— begin Records provided —
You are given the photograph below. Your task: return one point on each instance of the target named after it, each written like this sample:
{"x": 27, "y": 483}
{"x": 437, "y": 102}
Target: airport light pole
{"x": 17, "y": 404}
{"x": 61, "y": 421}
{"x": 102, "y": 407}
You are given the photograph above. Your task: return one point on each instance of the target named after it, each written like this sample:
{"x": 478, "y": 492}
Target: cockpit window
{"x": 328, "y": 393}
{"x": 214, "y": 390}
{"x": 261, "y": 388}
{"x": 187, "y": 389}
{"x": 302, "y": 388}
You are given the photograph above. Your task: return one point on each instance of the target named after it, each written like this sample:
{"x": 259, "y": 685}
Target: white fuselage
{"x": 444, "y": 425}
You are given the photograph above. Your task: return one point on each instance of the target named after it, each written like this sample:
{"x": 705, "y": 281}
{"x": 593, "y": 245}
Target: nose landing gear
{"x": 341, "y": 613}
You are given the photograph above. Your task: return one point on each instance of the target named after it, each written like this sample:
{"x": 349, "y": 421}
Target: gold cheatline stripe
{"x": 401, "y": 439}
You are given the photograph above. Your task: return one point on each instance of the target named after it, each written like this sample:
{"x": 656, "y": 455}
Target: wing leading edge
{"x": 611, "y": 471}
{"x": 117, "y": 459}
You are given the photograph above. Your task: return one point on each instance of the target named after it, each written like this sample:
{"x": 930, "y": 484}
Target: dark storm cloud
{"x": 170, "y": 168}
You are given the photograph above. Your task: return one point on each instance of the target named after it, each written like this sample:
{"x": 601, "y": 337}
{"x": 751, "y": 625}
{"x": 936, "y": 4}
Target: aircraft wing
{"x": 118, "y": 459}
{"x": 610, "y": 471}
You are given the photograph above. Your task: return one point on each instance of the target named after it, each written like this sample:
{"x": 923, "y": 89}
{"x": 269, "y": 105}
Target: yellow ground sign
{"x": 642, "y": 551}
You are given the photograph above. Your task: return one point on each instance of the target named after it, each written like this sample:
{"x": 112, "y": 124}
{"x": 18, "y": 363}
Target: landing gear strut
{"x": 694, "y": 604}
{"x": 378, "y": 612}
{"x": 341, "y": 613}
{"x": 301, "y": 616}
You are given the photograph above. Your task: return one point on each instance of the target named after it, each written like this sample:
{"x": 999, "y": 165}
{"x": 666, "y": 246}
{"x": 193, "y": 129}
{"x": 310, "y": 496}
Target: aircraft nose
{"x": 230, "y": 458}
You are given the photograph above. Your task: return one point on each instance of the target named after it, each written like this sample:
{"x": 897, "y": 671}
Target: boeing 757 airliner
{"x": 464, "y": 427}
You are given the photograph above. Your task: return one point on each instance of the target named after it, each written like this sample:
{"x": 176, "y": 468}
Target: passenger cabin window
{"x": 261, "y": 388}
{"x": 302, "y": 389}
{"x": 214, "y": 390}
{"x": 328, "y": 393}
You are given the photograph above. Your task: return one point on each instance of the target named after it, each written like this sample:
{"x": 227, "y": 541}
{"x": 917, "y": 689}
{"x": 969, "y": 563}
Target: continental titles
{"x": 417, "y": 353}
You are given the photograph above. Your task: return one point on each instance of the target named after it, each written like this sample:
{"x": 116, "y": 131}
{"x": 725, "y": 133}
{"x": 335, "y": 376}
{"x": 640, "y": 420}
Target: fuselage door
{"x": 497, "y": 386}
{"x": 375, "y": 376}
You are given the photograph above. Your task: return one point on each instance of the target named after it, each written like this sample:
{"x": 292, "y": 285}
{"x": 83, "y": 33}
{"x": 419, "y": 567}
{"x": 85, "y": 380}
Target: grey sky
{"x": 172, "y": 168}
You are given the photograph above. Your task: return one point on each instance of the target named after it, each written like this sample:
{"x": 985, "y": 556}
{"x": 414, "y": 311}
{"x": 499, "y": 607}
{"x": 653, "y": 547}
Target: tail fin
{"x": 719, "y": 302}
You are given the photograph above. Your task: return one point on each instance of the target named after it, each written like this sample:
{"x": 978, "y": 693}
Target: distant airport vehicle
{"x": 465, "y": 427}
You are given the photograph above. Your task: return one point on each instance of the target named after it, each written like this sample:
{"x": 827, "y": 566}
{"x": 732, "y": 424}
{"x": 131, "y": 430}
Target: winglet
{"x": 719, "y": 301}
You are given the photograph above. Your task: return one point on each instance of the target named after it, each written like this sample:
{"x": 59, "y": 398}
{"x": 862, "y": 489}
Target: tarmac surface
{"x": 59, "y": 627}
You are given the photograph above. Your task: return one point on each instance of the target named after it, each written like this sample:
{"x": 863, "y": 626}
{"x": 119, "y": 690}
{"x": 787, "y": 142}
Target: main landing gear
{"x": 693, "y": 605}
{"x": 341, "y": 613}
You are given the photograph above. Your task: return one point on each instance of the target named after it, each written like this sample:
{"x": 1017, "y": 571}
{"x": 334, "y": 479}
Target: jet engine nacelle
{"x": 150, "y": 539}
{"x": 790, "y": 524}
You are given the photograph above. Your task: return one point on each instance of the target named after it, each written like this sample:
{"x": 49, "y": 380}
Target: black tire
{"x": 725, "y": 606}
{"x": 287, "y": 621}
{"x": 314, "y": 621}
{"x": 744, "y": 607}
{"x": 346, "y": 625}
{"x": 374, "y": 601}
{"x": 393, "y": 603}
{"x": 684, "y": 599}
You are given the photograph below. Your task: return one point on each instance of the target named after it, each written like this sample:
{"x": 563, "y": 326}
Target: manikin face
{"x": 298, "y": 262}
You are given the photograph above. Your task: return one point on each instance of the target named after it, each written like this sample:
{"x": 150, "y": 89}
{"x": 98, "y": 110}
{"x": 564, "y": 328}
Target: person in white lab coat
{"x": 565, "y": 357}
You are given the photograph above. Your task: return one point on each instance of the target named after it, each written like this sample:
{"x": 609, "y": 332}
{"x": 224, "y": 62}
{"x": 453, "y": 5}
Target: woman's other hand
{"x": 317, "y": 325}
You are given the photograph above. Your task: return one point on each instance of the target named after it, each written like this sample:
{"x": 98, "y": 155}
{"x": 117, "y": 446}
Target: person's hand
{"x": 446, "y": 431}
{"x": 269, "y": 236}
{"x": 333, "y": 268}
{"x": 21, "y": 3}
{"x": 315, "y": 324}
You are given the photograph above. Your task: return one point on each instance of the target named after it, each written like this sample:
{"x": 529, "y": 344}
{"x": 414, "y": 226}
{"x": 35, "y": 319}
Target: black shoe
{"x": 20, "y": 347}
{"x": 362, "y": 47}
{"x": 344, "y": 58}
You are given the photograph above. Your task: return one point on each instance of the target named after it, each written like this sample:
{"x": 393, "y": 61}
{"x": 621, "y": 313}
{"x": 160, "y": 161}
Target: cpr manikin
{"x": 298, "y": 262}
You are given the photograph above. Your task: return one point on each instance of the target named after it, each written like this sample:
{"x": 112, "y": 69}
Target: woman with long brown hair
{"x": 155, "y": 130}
— end Records provided —
Written instruction: Find each line in the listing above that contains the word "nose" and copy it out. Case counts.

Solution for this exercise:
Target: nose landing gear
Target: aircraft nose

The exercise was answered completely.